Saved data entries
++++++
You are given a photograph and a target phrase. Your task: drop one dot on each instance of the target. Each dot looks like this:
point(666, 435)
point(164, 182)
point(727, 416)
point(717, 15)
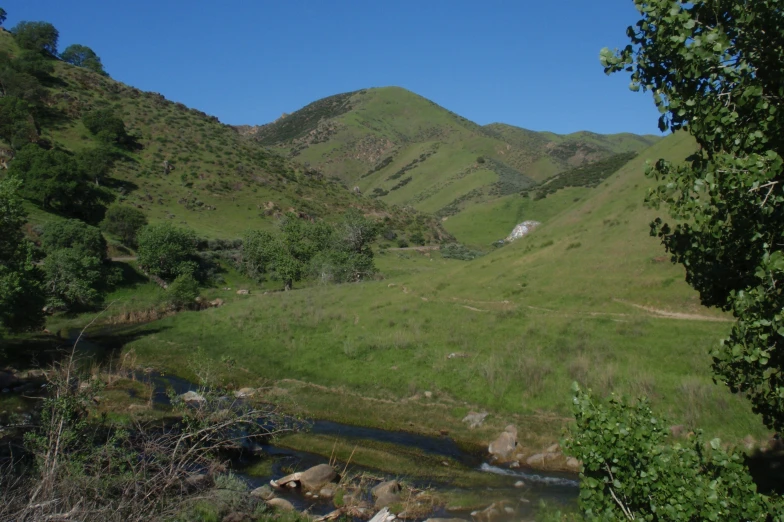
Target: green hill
point(587, 297)
point(217, 182)
point(404, 149)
++++++
[Aim of the exercise]
An exact transcription of the records above is needed, with no pictures included.

[Output for this task]
You are given a photograph and a target phrase. Your task: drop one dot on each instance of the target. Each dot looks like this:
point(666, 435)
point(164, 182)
point(727, 416)
point(717, 15)
Target: green hill
point(587, 297)
point(217, 182)
point(404, 149)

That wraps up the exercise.